## START Article

On Thu, Oct 18, 2018 at 1:58 PM, Ross Zwisler <zwisler@...gle.com> wrote:
> On Thu, Oct 18, 2018 at 2:31 PM Kees Cook <keescook@...omium.org> wrote:
>>
>> On Thu, Oct 18, 2018 at 8:33 AM, Dan Williams <dan.j.williams@...el.com> wrote:
>> > [ add Ross ]
>>
>> Hi Ross! :)
>>
>> > On Thu, Oct 18, 2018 at 12:15 AM Kees Cook <keescook@...omium.org> wrote:
>> >> As for nvdimm specifically, yes, I'd love to get pstore hooked up
>> >> correctly to nvdimm. How do the namespaces work? Right now pstore
>> >> depends one of platform driver data, device tree specification, or
>> >> manual module parameters.
>> >
>> > From the userspace side we have the ndctl utility to wrap
>> > personalities on top of namespaces. So for example, I envision we
>> > would be able to do:
>> >
>> >     ndctl create-namespace --mode=pstore --size=128M
>> >
>> > ...and create a small namespace that will register with the pstore sub-system.
>> >
>> > On the kernel side this would involve registering a 'pstore_dev' child
>> > / seed device under each region device. The 'seed-device' sysfs scheme
>> > is described in our documentation [1]. The short summary is ndctl
>> > finds a seed device assigns a namespace to it and then binding that
>> > device to a driver causes it to be initialized by the kernel.

## END Article
## START Data records

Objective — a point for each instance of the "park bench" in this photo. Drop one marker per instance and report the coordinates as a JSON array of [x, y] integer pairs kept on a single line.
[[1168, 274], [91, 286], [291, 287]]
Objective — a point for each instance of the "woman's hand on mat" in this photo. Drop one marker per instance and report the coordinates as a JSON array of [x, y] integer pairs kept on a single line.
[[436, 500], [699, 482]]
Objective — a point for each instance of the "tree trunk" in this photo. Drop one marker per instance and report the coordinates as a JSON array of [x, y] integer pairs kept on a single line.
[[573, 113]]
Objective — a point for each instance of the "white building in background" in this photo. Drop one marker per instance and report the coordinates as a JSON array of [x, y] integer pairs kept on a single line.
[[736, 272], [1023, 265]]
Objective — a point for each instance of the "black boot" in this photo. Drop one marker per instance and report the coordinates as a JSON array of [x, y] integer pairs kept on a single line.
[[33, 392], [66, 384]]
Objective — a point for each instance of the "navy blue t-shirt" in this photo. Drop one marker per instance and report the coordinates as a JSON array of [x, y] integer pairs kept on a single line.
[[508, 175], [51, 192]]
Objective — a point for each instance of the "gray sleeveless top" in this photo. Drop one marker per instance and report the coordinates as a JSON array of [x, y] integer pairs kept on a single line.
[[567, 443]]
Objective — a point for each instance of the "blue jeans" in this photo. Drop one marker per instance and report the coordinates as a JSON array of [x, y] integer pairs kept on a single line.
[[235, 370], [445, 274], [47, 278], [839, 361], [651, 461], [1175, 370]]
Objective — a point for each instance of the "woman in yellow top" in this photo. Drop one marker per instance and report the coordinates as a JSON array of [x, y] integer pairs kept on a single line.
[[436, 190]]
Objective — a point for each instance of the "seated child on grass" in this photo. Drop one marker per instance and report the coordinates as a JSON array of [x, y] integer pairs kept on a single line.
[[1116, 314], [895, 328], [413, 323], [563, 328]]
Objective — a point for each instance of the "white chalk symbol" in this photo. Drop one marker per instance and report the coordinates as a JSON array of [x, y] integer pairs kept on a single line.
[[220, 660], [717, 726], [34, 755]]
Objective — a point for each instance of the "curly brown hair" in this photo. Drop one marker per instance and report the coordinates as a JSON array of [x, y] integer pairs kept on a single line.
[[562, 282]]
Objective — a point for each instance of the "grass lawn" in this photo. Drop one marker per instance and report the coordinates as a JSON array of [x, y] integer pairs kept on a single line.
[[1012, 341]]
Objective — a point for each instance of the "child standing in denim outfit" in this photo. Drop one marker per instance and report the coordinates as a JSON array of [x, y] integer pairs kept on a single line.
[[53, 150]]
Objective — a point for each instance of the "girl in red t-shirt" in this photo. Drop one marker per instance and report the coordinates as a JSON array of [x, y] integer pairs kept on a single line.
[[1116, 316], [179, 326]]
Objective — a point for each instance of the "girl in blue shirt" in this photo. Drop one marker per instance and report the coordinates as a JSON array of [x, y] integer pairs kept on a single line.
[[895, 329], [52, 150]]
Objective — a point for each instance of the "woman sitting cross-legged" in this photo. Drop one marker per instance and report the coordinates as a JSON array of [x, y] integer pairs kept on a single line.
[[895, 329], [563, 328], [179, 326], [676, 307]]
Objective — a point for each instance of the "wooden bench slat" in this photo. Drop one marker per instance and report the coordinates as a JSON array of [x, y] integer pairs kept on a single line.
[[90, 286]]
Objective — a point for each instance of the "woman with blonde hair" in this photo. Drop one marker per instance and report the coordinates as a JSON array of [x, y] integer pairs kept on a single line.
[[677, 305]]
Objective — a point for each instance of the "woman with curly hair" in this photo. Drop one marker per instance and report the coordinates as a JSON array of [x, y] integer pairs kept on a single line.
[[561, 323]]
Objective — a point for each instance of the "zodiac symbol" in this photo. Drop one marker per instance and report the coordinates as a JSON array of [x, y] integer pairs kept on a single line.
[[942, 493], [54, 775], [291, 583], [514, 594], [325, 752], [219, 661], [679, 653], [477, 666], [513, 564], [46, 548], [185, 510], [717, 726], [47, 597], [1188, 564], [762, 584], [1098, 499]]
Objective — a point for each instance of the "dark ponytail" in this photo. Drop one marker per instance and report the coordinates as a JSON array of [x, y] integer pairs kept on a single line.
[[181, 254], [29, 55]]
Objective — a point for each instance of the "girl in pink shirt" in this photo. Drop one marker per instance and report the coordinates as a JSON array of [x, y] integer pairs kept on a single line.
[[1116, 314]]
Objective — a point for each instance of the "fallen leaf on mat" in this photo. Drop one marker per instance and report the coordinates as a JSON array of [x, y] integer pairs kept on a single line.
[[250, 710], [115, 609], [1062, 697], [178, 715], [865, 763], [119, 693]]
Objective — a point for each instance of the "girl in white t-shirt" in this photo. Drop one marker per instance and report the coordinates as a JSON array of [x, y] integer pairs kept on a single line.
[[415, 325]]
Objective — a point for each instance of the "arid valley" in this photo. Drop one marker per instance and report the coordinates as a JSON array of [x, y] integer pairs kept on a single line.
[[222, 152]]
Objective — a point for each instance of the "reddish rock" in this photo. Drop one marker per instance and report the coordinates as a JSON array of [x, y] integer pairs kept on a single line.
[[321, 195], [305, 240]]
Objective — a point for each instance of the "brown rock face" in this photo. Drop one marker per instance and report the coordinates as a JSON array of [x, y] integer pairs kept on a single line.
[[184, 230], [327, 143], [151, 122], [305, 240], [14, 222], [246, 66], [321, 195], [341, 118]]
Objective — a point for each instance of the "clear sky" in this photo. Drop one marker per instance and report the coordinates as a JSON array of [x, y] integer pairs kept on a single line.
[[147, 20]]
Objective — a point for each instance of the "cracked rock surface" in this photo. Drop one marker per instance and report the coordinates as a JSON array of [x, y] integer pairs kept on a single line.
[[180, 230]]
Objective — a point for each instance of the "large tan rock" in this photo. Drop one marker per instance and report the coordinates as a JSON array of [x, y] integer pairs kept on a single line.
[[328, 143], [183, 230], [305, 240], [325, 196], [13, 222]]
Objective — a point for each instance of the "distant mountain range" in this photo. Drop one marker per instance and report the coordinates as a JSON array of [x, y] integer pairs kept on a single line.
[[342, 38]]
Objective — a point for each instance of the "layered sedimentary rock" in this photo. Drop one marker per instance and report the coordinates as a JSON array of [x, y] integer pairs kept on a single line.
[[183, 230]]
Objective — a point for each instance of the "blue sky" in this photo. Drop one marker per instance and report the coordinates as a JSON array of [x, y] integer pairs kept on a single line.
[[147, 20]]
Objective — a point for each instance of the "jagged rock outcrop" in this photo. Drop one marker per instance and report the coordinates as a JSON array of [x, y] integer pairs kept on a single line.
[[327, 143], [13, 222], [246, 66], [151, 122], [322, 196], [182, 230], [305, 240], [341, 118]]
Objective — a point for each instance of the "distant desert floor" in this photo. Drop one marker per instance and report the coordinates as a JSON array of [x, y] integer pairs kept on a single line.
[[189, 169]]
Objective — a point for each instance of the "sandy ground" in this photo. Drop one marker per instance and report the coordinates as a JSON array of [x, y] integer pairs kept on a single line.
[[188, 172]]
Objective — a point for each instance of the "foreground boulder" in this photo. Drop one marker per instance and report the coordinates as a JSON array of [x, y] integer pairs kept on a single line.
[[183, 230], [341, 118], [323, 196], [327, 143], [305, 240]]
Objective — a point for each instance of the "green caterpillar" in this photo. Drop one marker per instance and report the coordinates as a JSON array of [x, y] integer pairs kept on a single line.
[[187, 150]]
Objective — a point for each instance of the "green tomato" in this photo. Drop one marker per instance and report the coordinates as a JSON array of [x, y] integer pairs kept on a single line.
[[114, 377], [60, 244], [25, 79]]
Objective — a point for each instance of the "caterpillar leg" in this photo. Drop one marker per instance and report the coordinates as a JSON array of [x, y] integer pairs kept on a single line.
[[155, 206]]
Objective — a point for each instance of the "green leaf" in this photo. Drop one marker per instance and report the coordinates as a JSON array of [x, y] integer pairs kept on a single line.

## END Data records

◆ Required tasks:
1 – Quote the email thread exactly, beginning at the words "On Thu, Oct 18, 2018 at 1:58" and stopping after "manual module parameters.".
2 – Summarize the email thread in two sentences.

◆ Worked solutions:
1 –
On Thu, Oct 18, 2018 at 1:58 PM, Ross Zwisler <zwisler@...gle.com> wrote:
> On Thu, Oct 18, 2018 at 2:31 PM Kees Cook <keescook@...omium.org> wrote:
>>
>> On Thu, Oct 18, 2018 at 8:33 AM, Dan Williams <dan.j.williams@...el.com> wrote:
>> > [ add Ross ]
>>
>> Hi Ross! :)
>>
>> > On Thu, Oct 18, 2018 at 12:15 AM Kees Cook <keescook@...omium.org> wrote:
>> >> As for nvdimm specifically, yes, I'd love to get pstore hooked up
>> >> correctly to nvdimm. How do the namespaces work? Right now pstore
>> >> depends one of platform driver data, device tree specification, or
>> >> manual module parameters.

2 – Kees Cook asks how nvdimm namespaces work because he would like pstore hooked up correctly to nvdimm, and he notes that pstore currently depends on platform driver data, device tree specification, or manual module parameters. Dan Williams replies that the ndctl utility could create a small namespace in a pstore mode that registers with the pstore subsystem, and that on the kernel side a 'pstore_dev' seed device would be registered under each region device, following the documented 'seed-device' sysfs scheme.